++++ INPUT RECORDS

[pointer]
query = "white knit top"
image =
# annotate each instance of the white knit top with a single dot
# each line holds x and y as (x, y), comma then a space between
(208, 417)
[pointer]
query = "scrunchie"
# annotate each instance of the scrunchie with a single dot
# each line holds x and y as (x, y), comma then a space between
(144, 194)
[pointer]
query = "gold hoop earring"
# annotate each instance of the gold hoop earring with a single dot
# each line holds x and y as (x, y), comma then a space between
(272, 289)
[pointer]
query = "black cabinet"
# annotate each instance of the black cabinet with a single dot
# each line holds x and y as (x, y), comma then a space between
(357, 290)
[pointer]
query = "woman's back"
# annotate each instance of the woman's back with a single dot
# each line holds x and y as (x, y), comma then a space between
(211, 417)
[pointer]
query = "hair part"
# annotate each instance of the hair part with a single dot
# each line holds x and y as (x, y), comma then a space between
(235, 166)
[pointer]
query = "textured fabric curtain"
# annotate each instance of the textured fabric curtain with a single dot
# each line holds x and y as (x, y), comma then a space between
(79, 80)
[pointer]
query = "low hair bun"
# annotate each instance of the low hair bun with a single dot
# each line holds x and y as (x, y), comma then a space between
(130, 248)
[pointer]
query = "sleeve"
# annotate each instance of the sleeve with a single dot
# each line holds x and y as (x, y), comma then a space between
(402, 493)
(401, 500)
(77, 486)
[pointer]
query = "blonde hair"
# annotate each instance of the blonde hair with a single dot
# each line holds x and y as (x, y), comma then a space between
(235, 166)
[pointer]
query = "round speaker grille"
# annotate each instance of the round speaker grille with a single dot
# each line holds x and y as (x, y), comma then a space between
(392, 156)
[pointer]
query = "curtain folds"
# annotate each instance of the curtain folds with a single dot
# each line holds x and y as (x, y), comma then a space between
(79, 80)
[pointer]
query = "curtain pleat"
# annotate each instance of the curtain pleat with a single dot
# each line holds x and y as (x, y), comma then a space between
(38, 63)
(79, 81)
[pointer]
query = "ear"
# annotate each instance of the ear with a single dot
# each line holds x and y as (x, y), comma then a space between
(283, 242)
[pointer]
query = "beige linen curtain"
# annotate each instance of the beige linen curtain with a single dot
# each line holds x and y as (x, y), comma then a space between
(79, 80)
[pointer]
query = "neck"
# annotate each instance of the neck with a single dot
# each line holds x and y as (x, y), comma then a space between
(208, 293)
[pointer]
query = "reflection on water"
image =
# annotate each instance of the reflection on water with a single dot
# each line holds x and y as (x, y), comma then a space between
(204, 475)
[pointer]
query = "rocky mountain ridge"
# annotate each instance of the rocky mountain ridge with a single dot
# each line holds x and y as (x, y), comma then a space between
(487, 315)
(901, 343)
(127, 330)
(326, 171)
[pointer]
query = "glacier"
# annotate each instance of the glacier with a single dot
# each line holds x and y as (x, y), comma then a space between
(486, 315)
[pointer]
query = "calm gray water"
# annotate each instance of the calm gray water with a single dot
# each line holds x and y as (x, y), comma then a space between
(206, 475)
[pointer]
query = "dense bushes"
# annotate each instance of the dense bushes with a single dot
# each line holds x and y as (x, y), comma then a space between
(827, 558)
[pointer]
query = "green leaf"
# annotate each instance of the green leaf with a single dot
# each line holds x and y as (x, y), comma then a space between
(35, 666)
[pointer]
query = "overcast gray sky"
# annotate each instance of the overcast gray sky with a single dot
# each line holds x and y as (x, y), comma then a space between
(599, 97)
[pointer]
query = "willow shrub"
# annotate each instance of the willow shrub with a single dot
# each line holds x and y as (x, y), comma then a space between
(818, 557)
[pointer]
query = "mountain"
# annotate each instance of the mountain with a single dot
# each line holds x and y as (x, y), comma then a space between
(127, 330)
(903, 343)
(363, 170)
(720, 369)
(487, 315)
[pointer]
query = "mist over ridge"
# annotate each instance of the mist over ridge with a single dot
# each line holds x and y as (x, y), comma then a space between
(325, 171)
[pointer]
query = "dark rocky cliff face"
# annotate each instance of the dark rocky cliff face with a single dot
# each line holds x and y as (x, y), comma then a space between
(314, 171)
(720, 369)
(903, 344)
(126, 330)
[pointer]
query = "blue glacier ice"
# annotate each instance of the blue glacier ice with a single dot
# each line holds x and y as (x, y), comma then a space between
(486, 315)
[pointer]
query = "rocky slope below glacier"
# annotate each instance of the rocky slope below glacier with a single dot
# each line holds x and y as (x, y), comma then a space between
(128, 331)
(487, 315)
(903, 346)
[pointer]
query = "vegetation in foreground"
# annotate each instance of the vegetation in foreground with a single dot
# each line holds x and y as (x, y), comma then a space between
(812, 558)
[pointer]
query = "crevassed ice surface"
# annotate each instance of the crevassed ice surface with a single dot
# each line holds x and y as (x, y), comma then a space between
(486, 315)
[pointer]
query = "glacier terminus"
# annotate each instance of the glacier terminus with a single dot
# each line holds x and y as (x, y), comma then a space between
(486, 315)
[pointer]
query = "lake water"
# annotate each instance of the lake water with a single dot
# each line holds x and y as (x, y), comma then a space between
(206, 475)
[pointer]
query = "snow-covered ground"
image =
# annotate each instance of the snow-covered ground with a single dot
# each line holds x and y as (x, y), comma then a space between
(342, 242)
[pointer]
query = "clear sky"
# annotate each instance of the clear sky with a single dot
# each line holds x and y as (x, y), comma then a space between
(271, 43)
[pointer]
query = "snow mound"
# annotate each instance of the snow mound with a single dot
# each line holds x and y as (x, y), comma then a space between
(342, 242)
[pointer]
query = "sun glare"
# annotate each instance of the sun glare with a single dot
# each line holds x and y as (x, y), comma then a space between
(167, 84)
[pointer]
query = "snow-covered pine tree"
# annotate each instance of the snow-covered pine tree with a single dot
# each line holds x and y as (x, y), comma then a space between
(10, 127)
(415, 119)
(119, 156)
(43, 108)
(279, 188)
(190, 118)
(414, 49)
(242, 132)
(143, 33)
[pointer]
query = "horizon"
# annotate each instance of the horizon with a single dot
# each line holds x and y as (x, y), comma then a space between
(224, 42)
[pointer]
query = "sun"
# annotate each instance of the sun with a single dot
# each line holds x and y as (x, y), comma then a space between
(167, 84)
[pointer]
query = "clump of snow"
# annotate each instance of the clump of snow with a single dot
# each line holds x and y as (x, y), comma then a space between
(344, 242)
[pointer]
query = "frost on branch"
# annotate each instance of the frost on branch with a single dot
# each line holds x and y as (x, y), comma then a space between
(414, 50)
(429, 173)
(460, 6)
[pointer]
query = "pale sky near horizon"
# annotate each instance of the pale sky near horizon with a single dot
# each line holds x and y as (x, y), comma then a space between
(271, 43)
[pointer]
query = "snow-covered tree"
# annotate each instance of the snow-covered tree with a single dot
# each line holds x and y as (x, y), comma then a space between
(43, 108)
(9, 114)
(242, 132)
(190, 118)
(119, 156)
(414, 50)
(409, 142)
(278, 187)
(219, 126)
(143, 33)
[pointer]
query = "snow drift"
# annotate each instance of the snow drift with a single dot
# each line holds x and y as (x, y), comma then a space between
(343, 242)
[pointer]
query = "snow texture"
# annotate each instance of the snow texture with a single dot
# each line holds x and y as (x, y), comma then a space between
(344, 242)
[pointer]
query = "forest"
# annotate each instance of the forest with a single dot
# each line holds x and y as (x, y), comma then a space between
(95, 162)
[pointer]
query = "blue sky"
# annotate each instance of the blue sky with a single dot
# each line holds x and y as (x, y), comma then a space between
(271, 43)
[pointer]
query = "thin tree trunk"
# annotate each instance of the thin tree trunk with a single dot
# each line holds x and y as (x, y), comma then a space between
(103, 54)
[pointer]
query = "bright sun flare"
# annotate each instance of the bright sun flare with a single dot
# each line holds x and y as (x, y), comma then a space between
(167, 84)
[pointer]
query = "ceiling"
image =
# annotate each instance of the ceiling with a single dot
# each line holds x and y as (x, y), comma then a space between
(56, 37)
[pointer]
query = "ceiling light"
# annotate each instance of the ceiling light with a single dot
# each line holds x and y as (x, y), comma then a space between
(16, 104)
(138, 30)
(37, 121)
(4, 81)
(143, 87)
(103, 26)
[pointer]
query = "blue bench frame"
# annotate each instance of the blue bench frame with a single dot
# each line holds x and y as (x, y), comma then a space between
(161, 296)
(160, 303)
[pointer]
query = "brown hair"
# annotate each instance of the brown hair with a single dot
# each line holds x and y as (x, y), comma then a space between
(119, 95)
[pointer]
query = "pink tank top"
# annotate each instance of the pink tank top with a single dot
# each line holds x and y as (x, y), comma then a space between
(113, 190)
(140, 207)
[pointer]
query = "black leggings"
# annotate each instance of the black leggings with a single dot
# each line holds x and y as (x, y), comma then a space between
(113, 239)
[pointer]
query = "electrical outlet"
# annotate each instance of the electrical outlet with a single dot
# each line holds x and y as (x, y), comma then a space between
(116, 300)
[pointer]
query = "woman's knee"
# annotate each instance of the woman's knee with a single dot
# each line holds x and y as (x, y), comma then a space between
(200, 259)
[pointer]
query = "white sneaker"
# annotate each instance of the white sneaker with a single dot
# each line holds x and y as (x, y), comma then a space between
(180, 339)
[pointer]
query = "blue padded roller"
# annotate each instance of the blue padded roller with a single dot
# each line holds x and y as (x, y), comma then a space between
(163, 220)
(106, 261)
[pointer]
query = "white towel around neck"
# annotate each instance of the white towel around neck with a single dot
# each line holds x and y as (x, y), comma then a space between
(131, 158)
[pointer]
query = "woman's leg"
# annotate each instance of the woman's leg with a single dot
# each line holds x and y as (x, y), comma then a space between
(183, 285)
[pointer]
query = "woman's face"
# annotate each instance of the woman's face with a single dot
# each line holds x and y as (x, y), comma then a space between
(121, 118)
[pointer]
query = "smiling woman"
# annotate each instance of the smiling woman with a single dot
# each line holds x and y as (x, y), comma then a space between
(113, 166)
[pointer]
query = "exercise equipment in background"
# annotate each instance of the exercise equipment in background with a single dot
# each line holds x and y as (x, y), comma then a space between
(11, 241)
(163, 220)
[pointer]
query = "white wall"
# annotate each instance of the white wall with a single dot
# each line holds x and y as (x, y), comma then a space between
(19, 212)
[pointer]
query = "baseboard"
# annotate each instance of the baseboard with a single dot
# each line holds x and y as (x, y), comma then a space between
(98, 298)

++++++++

YOUR TASK. Return every line of the rows above that contains the string "leggings". Matching is case-sensitive.

COMPLETE ANSWER.
query = "black leggings"
# annotate each instance of the black leggings with a single dot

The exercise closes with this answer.